----- Source excerpt
How to Ace the Azure DP-100-Azure Data Scientist Associate Exam

Ahmed Hassen
10 min readJun 26, 2022

--

Everything you need to know to get started with Microsoft Azure

Introduction

Data Science and MLOps are the two most in-demand roles in the tech industry, with an annual average growth rate of 195% for both roles through 2023. If you are looking to get started with a career in data science or artificial intelligence, achieving certification in this area can help you stand out from other applicants.

This blog is intended to provide you with everything you need to know about taking the Microsoft certification exam DP-100 matching the recent updates for 2022. I will be providing the general tips and hints for the Exam in addition to my notes as a bonus for the readers. If you’re interested in starting your certification journey, continue reading!

My Journey with the Certification

Instead of giving you a whole bunch of details on the exam content and its specifications (The usual information on other articles), I would rather walk you through the path I followed to nail the certification

Free Azure Account

One of the main keys to getting certified, is to get your hands dirty on the Azure Portal console. Start by creating a free account and get 200$ as free credits for you to be familiar with all the resources.
----------
----- Data lines
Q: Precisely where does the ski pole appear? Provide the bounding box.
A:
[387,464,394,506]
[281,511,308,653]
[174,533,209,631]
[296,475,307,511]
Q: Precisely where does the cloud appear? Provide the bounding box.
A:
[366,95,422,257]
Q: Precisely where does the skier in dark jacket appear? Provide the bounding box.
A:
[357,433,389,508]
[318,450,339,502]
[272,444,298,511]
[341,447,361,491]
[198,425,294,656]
----------
----- Data lines
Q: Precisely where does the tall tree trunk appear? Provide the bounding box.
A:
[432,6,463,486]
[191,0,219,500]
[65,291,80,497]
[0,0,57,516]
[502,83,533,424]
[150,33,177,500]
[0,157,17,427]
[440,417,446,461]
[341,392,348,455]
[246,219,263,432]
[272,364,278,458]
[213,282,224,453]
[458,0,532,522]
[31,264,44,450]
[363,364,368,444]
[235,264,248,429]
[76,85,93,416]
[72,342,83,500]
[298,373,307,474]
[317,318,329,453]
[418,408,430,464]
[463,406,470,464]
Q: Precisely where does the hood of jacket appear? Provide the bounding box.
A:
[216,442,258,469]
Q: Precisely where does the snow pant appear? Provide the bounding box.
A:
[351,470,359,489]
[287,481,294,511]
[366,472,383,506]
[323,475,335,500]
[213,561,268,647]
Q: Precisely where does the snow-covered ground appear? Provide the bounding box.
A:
----------
**Complete the following**:
[A] From the DP-100 exam article, extract the passage from "Introduction" up to and including "journey, continue reading!".
[B] According to the DP-100 exam article, what annual average growth rate do Data Science and MLOps roles have through 2023?
[C] List every section heading that appears in the DP-100 exam article after its subtitle.

**Answers**:
[A]
Introduction

Data Science and MLOps are the two most in-demand roles in the tech industry, with an annual average growth rate of 195% for both roles through 2023. If you are looking to get started with a career in data science or artificial intelligence, achieving certification in this area can help you stand out from other applicants.

This blog is intended to provide you with everything you need to know about taking the Microsoft certification exam DP-100 matching the recent updates for 2022. I will be providing the general tips and hints for the Exam in addition to my notes as a bonus for the readers. If you’re interested in starting your certification journey, continue reading!

[B] 195%

[C]
Introduction
My Journey with the Certification
Free Azure Account